=== Records for processing ===

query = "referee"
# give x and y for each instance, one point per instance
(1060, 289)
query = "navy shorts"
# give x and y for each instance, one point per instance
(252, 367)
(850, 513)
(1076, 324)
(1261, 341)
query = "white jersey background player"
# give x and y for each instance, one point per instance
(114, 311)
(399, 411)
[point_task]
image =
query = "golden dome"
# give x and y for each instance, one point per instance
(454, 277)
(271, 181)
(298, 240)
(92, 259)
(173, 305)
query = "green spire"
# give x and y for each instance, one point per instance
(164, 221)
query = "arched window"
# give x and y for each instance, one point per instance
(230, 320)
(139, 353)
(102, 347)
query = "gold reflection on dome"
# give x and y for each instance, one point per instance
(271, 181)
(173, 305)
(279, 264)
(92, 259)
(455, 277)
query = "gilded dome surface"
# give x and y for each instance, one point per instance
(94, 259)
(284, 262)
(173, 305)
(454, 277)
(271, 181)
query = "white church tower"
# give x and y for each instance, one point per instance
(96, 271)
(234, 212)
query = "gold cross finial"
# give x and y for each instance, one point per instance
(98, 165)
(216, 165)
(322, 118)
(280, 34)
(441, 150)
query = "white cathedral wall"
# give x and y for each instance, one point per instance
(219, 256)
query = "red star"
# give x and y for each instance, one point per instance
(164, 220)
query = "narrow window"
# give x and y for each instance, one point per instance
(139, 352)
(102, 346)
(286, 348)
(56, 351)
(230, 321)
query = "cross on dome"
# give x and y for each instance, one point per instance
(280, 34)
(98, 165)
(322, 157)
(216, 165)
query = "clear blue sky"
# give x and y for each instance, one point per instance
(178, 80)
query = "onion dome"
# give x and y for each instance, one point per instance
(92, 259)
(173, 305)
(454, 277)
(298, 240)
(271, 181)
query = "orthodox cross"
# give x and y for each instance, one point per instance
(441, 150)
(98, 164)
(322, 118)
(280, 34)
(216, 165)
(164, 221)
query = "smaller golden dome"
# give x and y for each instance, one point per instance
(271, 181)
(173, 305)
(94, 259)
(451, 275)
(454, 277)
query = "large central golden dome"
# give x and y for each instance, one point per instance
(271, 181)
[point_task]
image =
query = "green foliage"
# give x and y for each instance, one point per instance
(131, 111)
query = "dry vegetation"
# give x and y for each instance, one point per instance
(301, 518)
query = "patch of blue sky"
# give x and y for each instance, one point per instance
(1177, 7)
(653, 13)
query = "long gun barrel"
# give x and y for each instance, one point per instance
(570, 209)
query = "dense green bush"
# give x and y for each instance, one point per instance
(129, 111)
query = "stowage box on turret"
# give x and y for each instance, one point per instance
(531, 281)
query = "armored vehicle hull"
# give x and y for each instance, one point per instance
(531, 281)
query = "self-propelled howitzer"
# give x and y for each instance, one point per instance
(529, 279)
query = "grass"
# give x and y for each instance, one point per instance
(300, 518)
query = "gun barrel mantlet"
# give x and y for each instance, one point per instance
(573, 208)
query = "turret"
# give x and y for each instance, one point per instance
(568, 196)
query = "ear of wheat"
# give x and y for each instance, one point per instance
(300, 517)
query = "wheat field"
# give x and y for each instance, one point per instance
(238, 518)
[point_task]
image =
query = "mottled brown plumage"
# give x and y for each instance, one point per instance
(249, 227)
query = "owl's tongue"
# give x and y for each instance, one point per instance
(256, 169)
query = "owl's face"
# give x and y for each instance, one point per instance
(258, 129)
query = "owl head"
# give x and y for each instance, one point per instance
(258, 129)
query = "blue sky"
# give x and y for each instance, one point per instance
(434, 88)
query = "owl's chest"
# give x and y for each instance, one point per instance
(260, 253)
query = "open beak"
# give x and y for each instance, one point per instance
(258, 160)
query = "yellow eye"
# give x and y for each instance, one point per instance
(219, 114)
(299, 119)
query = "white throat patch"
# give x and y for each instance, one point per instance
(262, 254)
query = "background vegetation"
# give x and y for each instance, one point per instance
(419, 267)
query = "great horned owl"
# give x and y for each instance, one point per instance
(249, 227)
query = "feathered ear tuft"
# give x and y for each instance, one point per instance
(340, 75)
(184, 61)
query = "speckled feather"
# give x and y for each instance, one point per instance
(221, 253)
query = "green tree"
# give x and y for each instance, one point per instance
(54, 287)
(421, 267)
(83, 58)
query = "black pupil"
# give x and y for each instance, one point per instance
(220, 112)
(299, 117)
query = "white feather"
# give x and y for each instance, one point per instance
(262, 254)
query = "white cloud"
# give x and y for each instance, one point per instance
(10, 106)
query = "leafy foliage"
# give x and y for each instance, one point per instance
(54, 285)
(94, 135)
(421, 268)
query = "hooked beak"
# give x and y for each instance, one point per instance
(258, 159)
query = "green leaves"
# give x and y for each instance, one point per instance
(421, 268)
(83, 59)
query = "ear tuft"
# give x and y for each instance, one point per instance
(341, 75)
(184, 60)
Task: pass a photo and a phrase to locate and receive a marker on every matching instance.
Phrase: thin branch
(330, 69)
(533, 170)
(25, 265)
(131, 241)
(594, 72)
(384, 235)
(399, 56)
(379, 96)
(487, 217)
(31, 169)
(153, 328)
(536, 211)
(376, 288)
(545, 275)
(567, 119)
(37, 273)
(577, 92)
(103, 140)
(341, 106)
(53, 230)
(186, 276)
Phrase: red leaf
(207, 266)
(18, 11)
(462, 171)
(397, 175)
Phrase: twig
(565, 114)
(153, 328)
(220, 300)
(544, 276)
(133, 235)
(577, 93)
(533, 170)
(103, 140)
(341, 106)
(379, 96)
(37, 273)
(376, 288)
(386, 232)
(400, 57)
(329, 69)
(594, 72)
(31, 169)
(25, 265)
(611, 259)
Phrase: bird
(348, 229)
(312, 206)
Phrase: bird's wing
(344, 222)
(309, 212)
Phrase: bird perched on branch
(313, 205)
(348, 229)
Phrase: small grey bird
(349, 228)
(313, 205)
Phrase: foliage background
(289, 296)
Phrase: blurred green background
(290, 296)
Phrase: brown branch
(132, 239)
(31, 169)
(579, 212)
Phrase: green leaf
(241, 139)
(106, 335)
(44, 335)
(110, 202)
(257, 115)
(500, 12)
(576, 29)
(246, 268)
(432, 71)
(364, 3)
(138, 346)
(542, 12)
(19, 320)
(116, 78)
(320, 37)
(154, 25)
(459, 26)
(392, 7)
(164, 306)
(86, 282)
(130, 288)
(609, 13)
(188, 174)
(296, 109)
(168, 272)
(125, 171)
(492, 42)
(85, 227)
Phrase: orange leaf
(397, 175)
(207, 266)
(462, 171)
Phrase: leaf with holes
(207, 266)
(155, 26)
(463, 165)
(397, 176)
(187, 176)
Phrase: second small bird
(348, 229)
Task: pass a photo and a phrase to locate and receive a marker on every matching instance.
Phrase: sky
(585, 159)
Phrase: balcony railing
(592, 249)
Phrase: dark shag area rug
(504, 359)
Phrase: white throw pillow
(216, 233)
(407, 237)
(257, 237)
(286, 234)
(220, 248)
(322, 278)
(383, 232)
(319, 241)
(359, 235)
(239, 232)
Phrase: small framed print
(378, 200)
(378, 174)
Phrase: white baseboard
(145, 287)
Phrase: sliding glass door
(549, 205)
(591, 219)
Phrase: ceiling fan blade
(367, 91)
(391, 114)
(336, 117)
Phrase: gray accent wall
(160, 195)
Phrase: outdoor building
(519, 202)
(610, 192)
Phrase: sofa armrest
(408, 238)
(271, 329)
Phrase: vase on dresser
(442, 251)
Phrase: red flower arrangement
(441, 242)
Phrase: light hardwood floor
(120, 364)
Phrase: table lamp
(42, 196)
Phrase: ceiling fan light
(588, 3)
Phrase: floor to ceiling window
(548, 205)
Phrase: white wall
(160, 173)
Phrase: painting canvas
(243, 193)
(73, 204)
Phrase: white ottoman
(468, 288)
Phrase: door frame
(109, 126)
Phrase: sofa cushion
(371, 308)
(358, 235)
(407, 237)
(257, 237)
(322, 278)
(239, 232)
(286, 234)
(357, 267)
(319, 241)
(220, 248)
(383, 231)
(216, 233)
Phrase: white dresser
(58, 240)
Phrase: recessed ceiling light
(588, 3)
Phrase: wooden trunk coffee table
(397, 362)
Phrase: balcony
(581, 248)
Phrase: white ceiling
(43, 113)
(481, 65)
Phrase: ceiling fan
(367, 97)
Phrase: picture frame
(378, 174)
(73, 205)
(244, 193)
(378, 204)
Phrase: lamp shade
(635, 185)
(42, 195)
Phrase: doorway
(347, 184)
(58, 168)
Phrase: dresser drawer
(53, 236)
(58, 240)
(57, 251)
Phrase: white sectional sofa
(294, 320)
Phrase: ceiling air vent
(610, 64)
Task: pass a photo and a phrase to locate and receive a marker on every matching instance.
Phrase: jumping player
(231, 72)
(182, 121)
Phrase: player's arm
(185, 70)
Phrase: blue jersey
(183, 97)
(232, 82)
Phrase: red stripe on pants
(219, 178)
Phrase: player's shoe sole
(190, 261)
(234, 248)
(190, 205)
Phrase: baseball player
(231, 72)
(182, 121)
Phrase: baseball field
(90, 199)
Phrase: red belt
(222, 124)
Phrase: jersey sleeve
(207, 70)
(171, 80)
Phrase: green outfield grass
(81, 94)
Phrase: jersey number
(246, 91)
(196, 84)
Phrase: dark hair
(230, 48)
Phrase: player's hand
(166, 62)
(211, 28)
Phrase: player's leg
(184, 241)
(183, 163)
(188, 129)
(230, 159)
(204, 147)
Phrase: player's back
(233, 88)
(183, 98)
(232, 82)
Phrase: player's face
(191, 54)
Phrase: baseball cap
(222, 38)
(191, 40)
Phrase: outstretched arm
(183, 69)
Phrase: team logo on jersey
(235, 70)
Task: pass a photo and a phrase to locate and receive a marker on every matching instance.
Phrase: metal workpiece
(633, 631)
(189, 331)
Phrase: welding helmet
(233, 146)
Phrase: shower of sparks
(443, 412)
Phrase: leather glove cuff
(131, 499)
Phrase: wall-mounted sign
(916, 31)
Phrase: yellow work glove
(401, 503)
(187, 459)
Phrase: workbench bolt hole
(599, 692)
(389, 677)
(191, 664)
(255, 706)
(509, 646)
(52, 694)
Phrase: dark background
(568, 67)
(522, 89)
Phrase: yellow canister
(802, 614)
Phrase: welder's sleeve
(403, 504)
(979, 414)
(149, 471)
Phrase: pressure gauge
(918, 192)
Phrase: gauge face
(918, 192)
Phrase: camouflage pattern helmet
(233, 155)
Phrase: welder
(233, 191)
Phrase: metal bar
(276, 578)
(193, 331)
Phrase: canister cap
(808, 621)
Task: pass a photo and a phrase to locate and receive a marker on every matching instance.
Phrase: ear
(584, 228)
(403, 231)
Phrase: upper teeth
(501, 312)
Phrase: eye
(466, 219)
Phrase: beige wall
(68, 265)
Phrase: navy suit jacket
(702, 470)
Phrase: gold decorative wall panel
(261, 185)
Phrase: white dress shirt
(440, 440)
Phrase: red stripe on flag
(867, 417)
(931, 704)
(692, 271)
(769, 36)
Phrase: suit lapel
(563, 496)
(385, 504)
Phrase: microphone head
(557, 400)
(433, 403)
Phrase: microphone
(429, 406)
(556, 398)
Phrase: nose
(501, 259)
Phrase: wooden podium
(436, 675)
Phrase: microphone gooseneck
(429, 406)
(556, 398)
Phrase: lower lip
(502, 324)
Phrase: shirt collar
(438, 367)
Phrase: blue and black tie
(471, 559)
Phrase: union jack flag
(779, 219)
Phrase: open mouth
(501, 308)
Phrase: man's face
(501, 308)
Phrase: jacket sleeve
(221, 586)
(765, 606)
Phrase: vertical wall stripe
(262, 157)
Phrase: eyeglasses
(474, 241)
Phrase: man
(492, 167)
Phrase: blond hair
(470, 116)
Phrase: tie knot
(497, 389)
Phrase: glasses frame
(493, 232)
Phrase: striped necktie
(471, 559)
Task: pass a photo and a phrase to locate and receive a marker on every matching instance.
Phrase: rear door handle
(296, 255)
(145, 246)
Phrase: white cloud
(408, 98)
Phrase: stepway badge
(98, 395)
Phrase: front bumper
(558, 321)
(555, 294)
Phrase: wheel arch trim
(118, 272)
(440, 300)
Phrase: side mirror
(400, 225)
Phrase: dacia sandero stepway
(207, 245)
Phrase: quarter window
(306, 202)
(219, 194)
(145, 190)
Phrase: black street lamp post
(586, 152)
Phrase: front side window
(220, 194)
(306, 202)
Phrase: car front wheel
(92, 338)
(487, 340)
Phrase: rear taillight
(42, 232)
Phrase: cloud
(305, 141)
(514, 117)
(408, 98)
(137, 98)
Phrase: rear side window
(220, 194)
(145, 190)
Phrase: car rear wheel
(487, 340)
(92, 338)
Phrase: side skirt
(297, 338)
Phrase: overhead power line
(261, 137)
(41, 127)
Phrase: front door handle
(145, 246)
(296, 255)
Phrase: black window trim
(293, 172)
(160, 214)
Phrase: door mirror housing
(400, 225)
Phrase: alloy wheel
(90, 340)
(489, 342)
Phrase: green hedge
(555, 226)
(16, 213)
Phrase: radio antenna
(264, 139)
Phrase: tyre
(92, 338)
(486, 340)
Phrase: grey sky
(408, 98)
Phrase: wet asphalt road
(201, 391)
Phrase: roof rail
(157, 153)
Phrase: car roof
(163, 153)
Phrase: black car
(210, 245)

===

## Work instructions
Take every line from the data that contains the word "tuft".

## Expected answer
query = "feathered ear tuft"
query = "ear tuft"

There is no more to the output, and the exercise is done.